— Start —
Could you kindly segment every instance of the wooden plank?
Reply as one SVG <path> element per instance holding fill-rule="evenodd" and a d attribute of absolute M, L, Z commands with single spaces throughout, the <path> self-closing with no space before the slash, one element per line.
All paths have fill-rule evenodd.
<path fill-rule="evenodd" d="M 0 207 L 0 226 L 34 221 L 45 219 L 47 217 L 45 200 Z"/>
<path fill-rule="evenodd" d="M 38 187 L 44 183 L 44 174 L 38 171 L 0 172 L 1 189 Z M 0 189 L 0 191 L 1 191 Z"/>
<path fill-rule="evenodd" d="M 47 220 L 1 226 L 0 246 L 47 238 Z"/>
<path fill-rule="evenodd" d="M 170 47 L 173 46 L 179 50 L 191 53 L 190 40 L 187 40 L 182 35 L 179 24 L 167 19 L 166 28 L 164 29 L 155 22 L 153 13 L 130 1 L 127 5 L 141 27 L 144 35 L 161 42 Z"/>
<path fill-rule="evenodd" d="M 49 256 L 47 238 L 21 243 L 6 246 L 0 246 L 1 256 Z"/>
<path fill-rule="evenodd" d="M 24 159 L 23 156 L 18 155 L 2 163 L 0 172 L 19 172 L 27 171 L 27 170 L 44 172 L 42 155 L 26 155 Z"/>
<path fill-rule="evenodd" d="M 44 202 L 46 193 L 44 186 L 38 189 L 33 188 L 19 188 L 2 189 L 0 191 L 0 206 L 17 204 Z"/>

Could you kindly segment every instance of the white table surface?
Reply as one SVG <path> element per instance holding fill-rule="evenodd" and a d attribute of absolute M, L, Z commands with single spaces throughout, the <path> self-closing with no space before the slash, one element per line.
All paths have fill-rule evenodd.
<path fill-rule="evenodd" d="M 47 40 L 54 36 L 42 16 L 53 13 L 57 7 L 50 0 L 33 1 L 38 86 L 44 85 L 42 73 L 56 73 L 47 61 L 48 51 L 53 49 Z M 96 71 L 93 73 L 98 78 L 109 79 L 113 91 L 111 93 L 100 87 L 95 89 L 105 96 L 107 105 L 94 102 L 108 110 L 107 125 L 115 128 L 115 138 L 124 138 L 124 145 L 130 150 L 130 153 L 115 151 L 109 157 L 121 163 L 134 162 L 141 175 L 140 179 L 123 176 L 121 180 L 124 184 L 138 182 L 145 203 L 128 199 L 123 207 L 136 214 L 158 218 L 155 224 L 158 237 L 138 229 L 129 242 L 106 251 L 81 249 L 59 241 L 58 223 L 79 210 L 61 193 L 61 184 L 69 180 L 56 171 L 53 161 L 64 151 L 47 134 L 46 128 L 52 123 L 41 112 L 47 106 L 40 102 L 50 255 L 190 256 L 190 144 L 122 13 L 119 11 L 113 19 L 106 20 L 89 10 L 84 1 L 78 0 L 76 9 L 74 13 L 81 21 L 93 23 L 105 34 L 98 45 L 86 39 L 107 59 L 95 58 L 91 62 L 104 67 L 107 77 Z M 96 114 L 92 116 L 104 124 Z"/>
— End —
### TASK DIRECTIONS
Scale the material from its first line through the line that contains "44 202 L 46", copying the requests as they stand and multiplying every coordinate in the answers by 0.95, rounded to whole numbers with halves going up. Give only those lines.

### RESPONSE TO THE EXERCISE
Could you kindly segment every instance of the wooden plank?
Reply as one SVG <path> element per instance holding fill-rule="evenodd" and a d attribute of absolute M, L, Z commands with single spaces throughout, the <path> self-closing with no space before the slash, one element per line.
All paths have fill-rule evenodd.
<path fill-rule="evenodd" d="M 0 197 L 0 215 L 32 210 L 43 208 L 45 206 L 43 190 Z"/>
<path fill-rule="evenodd" d="M 36 178 L 42 174 L 42 165 L 36 162 L 0 163 L 1 180 Z M 0 180 L 0 181 L 1 181 Z"/>
<path fill-rule="evenodd" d="M 45 209 L 1 215 L 0 234 L 45 226 Z"/>
<path fill-rule="evenodd" d="M 162 45 L 164 44 L 170 48 L 181 50 L 181 38 L 178 38 L 173 33 L 170 23 L 159 18 L 158 27 L 156 28 L 147 21 L 145 12 L 124 1 L 121 5 L 134 26 L 137 33 L 153 40 Z"/>
<path fill-rule="evenodd" d="M 47 243 L 45 226 L 20 231 L 6 234 L 0 234 L 1 243 Z"/>
<path fill-rule="evenodd" d="M 23 151 L 22 148 L 17 147 L 2 155 L 0 163 L 18 163 L 26 162 L 26 162 L 42 163 L 40 147 L 25 147 Z"/>
<path fill-rule="evenodd" d="M 42 192 L 44 183 L 42 177 L 36 180 L 31 179 L 18 179 L 2 180 L 0 181 L 0 196 L 16 194 Z"/>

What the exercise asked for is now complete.